What the exercise asks |
Would you copy out only the lines from the one with "Someone claims shrub" to the end of the records, exactly as they stand?

===== Provided entries =====

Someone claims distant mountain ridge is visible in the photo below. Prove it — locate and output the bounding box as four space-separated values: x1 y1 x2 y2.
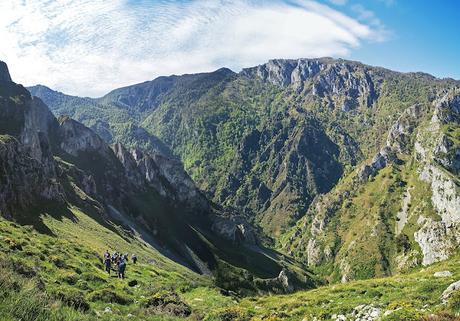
29 57 460 283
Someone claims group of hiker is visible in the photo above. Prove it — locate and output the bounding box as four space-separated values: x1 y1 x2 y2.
103 250 137 279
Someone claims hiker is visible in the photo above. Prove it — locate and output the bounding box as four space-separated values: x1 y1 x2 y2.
112 251 119 264
118 257 126 279
104 254 112 275
123 253 129 262
132 254 137 264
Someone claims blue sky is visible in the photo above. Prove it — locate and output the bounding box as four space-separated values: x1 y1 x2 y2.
0 0 458 96
341 0 460 80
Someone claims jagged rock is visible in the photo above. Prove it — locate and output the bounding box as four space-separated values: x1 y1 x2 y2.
112 143 145 188
58 116 111 157
432 91 460 124
242 58 378 108
20 97 59 175
211 216 257 245
254 268 302 294
441 280 460 303
277 269 294 293
357 104 424 182
386 104 424 153
414 216 456 266
0 136 63 216
0 61 12 82
351 304 381 321
128 148 208 209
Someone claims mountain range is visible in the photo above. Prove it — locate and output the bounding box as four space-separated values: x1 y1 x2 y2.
1 57 460 320
29 58 460 281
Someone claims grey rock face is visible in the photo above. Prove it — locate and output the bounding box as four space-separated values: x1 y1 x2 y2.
414 91 460 266
242 58 378 109
20 97 59 175
414 216 457 265
0 136 63 217
58 116 111 157
211 216 257 245
112 143 146 188
0 61 12 82
357 104 424 182
130 148 208 210
442 280 460 303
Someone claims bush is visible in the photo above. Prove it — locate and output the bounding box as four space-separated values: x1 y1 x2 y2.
11 258 37 277
50 255 67 268
447 291 460 313
205 307 253 321
382 308 423 321
420 312 460 321
143 291 191 317
396 234 411 253
128 279 138 287
61 272 79 285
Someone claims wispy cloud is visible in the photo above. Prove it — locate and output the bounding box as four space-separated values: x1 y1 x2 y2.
351 4 391 42
0 0 387 97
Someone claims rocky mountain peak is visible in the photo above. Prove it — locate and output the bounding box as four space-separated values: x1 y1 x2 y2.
57 115 111 157
241 58 378 110
0 61 12 82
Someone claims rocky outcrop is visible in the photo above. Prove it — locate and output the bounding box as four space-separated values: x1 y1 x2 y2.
441 280 460 303
112 143 146 188
434 271 452 277
20 97 59 175
357 104 424 182
413 91 460 265
414 216 457 265
253 268 302 294
0 70 64 215
0 135 63 217
332 305 381 321
0 61 12 82
242 58 378 110
57 116 112 157
112 143 209 211
211 216 257 245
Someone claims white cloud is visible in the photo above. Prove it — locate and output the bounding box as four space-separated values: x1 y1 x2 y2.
0 0 386 97
351 4 391 42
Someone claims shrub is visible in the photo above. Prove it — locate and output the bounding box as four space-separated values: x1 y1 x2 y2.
128 279 138 287
50 255 67 268
205 307 253 321
447 291 460 313
382 308 423 321
61 272 79 285
143 291 191 317
11 258 37 277
420 312 460 321
4 237 23 250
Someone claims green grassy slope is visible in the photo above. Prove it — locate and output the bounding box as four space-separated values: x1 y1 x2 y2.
227 252 460 321
0 208 234 321
3 210 460 321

=====

Output for this exercise |
Someone claims shrub is visible in the photo above. Prove it — locate and output the bounding box as four space-separated values: x1 y1 x2 y2.
128 279 138 287
50 255 67 268
205 307 253 321
447 291 460 313
382 308 423 321
61 272 79 285
143 291 191 317
11 258 37 277
420 312 460 321
4 237 23 250
Someone claims green grassy slope is visible in the photo above. Prove it — locate and output the bounding box as four space-separated values: x1 y1 x2 y2.
227 252 460 321
0 208 234 321
3 210 460 321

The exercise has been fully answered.